Work instructions: Copy the entries line for line without any change, starting at their first line and ending at the line that contains "Segment each instance of the lion cub in". Include both of those lines.

Task inputs:
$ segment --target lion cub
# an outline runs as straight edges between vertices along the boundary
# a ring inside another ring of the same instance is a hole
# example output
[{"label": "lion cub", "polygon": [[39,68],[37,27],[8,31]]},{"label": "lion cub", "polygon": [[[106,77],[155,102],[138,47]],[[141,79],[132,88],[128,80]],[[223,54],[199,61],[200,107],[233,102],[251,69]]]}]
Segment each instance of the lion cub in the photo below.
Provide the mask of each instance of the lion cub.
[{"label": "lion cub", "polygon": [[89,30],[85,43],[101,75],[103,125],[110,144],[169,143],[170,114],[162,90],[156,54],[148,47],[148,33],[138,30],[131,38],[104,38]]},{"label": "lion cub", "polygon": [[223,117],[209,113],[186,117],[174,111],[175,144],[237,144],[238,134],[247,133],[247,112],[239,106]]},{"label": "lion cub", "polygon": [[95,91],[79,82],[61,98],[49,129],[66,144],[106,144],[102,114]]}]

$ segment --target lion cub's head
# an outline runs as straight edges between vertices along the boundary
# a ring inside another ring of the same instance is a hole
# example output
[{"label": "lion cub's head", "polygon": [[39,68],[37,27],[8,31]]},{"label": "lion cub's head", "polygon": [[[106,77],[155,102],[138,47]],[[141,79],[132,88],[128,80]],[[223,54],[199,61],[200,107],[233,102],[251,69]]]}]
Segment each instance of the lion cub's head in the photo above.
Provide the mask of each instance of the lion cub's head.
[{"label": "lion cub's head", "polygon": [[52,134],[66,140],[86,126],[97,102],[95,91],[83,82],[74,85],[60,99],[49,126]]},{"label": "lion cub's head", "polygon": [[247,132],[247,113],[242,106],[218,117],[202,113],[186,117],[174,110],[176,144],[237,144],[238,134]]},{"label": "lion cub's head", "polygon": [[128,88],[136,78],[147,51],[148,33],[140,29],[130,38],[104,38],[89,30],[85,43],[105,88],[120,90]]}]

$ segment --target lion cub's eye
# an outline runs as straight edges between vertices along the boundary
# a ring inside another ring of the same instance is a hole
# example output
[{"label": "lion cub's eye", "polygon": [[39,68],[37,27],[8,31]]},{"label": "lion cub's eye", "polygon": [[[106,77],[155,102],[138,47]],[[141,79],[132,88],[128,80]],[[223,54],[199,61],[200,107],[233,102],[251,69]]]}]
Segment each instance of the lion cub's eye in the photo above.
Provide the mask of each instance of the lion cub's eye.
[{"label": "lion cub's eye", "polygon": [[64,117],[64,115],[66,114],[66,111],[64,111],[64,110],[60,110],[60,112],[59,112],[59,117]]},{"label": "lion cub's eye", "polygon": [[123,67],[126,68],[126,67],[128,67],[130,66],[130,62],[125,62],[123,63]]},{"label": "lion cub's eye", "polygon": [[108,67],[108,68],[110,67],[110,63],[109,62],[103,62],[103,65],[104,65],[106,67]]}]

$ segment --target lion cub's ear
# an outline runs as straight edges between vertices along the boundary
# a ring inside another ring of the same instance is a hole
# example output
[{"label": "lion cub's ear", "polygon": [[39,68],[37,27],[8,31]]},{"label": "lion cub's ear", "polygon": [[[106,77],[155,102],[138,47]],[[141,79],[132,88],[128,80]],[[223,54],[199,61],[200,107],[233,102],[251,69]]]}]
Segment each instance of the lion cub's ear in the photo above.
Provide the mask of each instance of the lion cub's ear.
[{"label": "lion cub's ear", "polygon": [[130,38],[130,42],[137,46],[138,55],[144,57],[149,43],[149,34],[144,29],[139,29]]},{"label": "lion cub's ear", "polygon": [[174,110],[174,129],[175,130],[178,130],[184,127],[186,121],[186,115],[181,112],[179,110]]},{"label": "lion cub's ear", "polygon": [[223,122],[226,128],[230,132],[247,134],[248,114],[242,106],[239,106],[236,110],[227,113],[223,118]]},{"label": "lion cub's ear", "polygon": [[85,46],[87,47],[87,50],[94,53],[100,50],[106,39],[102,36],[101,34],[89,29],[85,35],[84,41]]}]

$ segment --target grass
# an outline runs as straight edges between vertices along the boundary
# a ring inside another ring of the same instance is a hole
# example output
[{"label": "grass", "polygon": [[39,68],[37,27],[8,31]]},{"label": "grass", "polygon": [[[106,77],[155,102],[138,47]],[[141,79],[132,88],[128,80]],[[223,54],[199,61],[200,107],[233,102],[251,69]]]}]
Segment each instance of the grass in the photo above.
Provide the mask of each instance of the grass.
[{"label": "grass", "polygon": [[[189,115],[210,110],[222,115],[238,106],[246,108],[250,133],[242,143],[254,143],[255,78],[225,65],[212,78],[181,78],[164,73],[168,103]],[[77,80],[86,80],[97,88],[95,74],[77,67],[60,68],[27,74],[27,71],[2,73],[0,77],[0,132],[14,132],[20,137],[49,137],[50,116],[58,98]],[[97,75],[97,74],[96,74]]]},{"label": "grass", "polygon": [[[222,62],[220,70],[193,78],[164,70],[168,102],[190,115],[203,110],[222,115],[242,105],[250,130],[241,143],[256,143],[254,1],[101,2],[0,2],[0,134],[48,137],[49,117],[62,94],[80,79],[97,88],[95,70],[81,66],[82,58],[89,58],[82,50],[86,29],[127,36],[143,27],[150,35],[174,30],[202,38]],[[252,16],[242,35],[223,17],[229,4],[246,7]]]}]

Written reply:
$ segment --target lion cub
# an outline runs as straight edges between vertices along the boundary
# a ring inside another ring of the same instance is a hole
# example output
[{"label": "lion cub", "polygon": [[39,68],[37,27],[8,31]]},{"label": "lion cub", "polygon": [[[106,77],[155,102],[138,47]],[[141,79],[132,88],[128,80]],[[223,54],[199,61],[200,107],[233,102],[251,69]]]}]
Segment each instance of the lion cub in the photo below.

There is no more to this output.